■ GOAL OF THE EXERCISE
What is the number of lines below that contain the word "field"? Respond with that number alone.

[Data excerpts]
____________

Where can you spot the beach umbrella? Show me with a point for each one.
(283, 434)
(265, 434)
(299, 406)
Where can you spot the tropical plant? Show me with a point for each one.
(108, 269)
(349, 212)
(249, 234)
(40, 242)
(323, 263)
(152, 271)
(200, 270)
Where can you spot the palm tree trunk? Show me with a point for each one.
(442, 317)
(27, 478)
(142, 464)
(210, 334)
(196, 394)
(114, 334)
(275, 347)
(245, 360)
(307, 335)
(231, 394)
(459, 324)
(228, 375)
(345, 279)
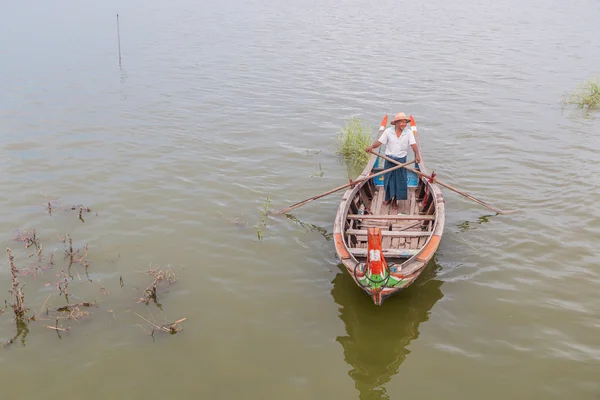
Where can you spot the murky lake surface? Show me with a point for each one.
(217, 107)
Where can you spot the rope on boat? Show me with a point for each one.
(385, 281)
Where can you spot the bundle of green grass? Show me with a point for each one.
(352, 143)
(586, 97)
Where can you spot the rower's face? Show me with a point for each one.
(401, 124)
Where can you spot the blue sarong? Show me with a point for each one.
(395, 182)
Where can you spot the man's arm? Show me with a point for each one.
(416, 150)
(373, 146)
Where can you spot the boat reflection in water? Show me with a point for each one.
(378, 336)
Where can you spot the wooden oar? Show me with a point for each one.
(303, 202)
(447, 186)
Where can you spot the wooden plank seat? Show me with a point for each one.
(363, 232)
(400, 253)
(392, 217)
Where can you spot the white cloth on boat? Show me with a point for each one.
(397, 146)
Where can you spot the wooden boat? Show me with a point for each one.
(385, 250)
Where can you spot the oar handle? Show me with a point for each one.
(449, 187)
(303, 202)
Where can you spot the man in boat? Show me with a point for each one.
(397, 138)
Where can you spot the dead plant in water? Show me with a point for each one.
(160, 276)
(171, 327)
(17, 290)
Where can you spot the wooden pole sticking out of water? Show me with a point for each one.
(119, 39)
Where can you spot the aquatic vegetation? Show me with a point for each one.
(263, 219)
(586, 97)
(352, 143)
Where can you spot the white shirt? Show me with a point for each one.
(397, 146)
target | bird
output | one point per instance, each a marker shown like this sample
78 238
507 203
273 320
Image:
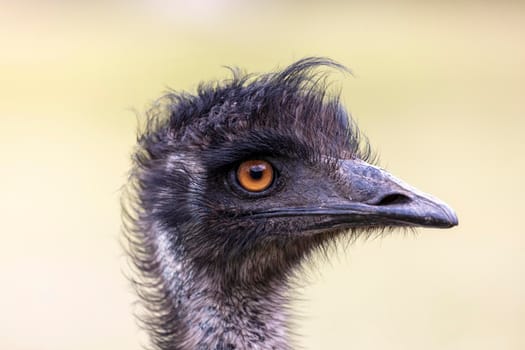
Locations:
234 188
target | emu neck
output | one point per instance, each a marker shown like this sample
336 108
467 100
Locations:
233 317
209 312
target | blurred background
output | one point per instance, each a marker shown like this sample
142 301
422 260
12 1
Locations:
438 89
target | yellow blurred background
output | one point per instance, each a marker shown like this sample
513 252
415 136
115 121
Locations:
438 88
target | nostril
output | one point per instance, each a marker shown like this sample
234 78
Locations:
394 198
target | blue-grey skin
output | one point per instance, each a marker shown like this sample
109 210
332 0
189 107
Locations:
214 262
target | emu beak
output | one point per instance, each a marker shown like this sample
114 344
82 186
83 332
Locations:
377 197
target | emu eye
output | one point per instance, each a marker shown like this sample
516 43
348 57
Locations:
255 175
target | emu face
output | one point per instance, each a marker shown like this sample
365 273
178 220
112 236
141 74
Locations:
236 185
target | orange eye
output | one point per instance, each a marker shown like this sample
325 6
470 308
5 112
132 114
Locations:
255 175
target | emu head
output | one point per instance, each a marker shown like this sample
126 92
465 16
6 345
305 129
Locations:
248 176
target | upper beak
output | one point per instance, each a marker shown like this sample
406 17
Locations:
369 196
375 196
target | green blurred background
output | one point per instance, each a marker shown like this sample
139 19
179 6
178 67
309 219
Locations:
438 88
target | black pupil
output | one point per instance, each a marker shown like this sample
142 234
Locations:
256 171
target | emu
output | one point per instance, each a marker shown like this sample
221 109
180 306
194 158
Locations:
232 190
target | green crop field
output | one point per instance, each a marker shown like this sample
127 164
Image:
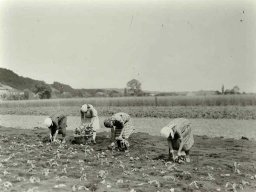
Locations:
217 100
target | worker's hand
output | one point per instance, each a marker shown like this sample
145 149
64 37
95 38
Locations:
179 154
171 155
50 138
119 138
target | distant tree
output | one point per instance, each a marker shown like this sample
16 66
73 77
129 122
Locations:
134 88
125 92
43 90
236 90
26 94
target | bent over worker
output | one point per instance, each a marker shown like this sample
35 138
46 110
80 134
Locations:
57 124
179 137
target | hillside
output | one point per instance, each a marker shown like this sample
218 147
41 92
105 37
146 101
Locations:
9 78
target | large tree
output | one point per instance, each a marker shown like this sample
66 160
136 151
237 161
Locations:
134 87
43 90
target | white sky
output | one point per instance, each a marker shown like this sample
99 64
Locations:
175 45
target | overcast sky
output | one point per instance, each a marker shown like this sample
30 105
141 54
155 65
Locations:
181 45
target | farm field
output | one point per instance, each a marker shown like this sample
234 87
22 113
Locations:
227 128
29 164
213 100
206 112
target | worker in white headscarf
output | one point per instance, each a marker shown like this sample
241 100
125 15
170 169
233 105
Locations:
89 117
57 124
179 137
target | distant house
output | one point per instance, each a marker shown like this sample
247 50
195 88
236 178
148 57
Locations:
6 91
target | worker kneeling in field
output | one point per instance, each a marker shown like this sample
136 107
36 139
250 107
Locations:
89 121
57 124
179 137
121 129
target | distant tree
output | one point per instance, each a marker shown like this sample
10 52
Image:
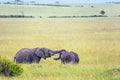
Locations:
57 2
92 6
102 12
17 1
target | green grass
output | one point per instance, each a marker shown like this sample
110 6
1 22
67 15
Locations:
46 11
96 40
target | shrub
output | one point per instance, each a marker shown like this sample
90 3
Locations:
9 68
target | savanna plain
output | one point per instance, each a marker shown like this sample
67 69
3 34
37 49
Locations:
96 40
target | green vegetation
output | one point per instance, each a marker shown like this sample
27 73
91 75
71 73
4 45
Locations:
8 68
58 9
96 40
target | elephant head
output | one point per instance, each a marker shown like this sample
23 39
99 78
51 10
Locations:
39 53
49 53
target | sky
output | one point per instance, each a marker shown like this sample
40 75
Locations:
65 1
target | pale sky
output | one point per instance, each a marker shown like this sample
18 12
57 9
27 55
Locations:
69 1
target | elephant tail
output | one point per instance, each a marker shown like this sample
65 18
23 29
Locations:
14 59
58 57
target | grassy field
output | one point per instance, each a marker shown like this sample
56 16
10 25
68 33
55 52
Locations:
80 9
96 40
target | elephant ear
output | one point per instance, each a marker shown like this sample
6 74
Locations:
47 52
40 53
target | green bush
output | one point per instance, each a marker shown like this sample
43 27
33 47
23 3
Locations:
9 68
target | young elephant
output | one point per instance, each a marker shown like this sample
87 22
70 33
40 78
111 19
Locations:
34 55
68 57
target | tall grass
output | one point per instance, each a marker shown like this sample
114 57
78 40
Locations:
95 40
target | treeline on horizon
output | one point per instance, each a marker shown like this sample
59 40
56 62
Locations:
22 16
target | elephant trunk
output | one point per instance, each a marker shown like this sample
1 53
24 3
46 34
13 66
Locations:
58 57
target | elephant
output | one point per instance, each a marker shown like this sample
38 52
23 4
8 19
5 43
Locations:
68 57
34 55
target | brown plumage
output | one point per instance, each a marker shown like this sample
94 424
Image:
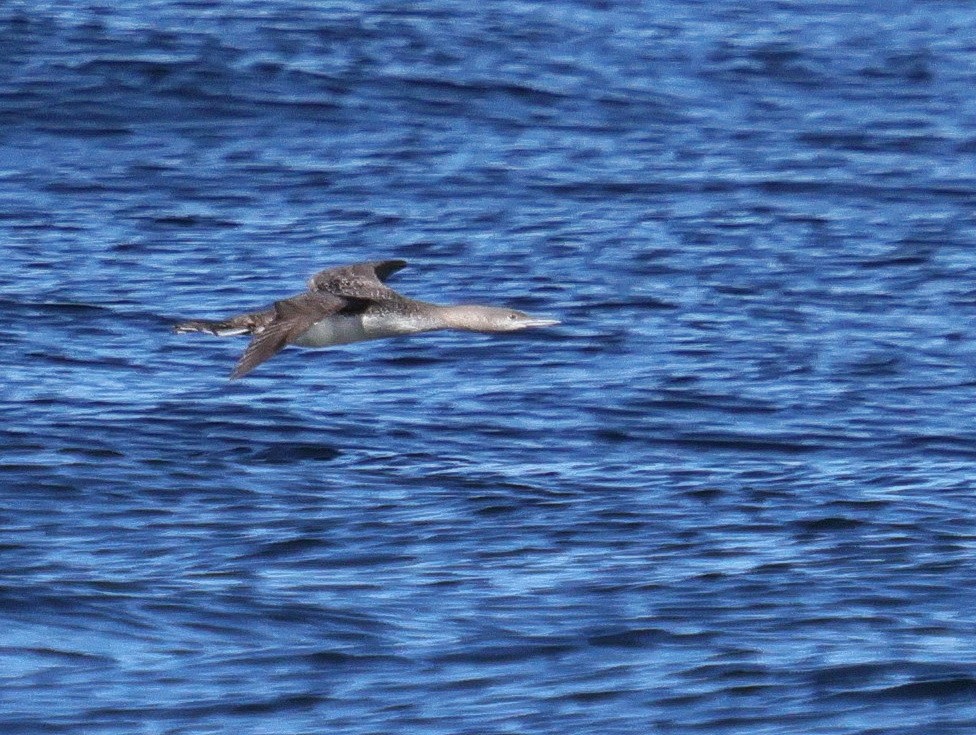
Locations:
350 304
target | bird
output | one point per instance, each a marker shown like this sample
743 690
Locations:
351 303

____________

■ YOUR RESPONSE
4